Work task A:
In the article on the Pentagon and COVID-19, rewrite the part that opens with "The stimulus package" and closes with "payments this week.", changing "stimulus package" to "relief bill" wherever it appears.
Work task B:
Answer these questions from the article on the Pentagon and COVID-19:
(i) How long a delay does the Pentagon expect for major acquisition programs?
(ii) How many prime companies are closed right now?
(iii) How much increased cash flow will the high progress payments provide to industry?
Work task C:
Summarize the article on the Pentagon and COVID-19 in two sentences.

The Defense Department will suffer serious setbacks on developing weapons and pay companies billions of dollars in relief funds as a result of COVID-19.
The Pentagon expects a three-month delay across the board for major acquisition programs, putting a kink in systems like the Ford Class Aircraft Carrier, the Columbia Class Ballistics Missile Submarine and the Next Generation Operational Control System.
“Particularly, we see a slowdown in the shipyards,” Ellen Lord, defense undersecretary for acquisition and sustainment, told reporters Monday at the Pentagon. “Aviation is the most highly impacted sector that we have. Right now there isn’t any specific COVID penalty that we see for a specific program; however, we do anticipate a three-month slowdown in terms of execution.”
Lord said DoD is now starting to look at key procurement milestones that may be impacted by the delays.
Meanwhile, DoD is just beginning to take into account the amount of money in relief funds it will have to pay out to companies unable to do government work because of the coronavirus.
Lord said the Pentagon did not have a solid number on what DoD will pay, but is using the term “billions and billions” of dollars.
The stimulus package allows companies to ask for government relief to pay employees in the circumstances where businesses could not perform tasks due to government restrictions or facility closures.
Lord said the Pentagon is in discussions with Congress on providing funds in the new stimulus package to pay for that relief.
Right now, 106 of the more than 10,509 prime companies are closed; 68 others closed previously, but have since reopened. For vendor-based companies, 427 of the 11,413 closed. A total of 147 closed and reopened.
As far as implementing new policies that will help businesses stay afloat, Lord said DoD expects to start paying high progress payments this week.
“This will provide $3 billion in increased cash flow to industry,” Lord said.
The Pentagon is relying on major prime companies to trickle those payments down to small businesses who do work for them.

Annotated photo localization rows:

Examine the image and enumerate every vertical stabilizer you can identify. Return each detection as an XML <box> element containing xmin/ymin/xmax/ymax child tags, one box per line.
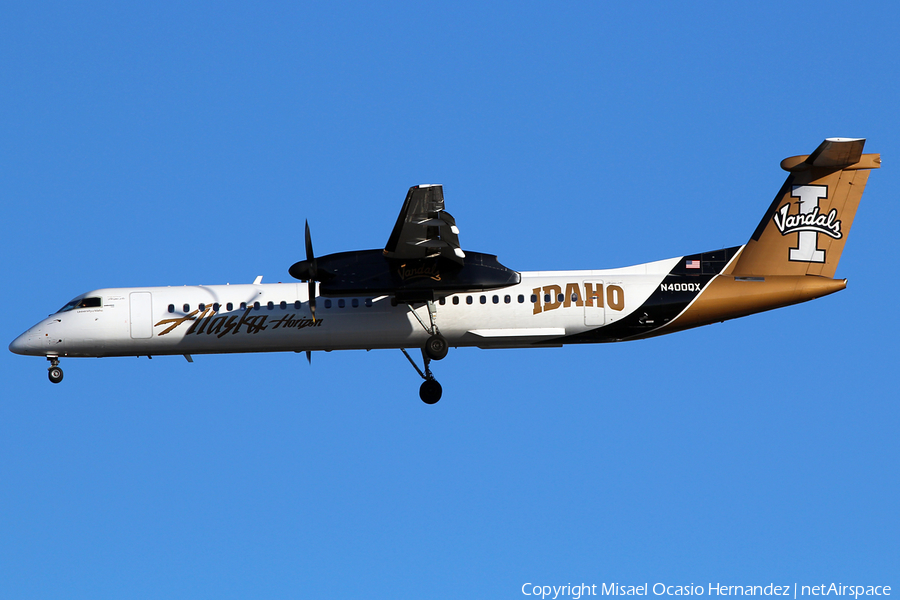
<box><xmin>731</xmin><ymin>138</ymin><xmax>881</xmax><ymax>279</ymax></box>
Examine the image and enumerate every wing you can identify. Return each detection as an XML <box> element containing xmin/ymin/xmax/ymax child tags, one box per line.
<box><xmin>384</xmin><ymin>185</ymin><xmax>466</xmax><ymax>264</ymax></box>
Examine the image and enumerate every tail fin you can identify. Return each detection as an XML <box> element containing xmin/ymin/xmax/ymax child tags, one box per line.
<box><xmin>730</xmin><ymin>138</ymin><xmax>881</xmax><ymax>279</ymax></box>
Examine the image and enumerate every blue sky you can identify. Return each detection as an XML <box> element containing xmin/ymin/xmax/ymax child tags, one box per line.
<box><xmin>0</xmin><ymin>2</ymin><xmax>900</xmax><ymax>599</ymax></box>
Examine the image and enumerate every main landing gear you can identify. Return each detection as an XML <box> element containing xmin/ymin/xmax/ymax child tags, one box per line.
<box><xmin>400</xmin><ymin>300</ymin><xmax>449</xmax><ymax>404</ymax></box>
<box><xmin>400</xmin><ymin>346</ymin><xmax>447</xmax><ymax>404</ymax></box>
<box><xmin>47</xmin><ymin>356</ymin><xmax>62</xmax><ymax>383</ymax></box>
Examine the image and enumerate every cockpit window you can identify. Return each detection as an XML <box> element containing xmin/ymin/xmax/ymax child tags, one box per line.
<box><xmin>56</xmin><ymin>298</ymin><xmax>103</xmax><ymax>312</ymax></box>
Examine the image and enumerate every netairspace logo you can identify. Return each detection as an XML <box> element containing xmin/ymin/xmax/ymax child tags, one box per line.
<box><xmin>522</xmin><ymin>582</ymin><xmax>891</xmax><ymax>600</ymax></box>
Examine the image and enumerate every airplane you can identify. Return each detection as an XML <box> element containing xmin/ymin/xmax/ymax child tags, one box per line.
<box><xmin>9</xmin><ymin>138</ymin><xmax>881</xmax><ymax>404</ymax></box>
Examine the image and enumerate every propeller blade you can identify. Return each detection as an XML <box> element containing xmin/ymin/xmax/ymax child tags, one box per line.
<box><xmin>306</xmin><ymin>221</ymin><xmax>319</xmax><ymax>279</ymax></box>
<box><xmin>305</xmin><ymin>220</ymin><xmax>319</xmax><ymax>323</ymax></box>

Task solution A:
The relief bill allows companies to ask for government relief to pay employees in the circumstances where businesses could not perform tasks due to government restrictions or facility closures.
Lord said the Pentagon is in discussions with Congress on providing funds in the new relief bill to pay for that relief.
Right now, 106 of the more than 10,509 prime companies are closed; 68 others closed previously, but have since reopened. For vendor-based companies, 427 of the 11,413 closed. A total of 147 closed and reopened.
As far as implementing new policies that will help businesses stay afloat, Lord said DoD expects to start paying high progress payments this week.

Task solution B:
(i) Three months.
(ii) 106.
(iii) $3 billion.

Task solution C:
The Defense Department expects COVID-19 to cause a three-month slowdown in major acquisition programs and to require "billions and billions" of dollars in relief payments to companies unable to do government work. To help businesses stay afloat, it plans to start paying high progress payments that will add $3 billion in cash flow to industry, and it is relying on major prime companies to pass those payments down to small businesses.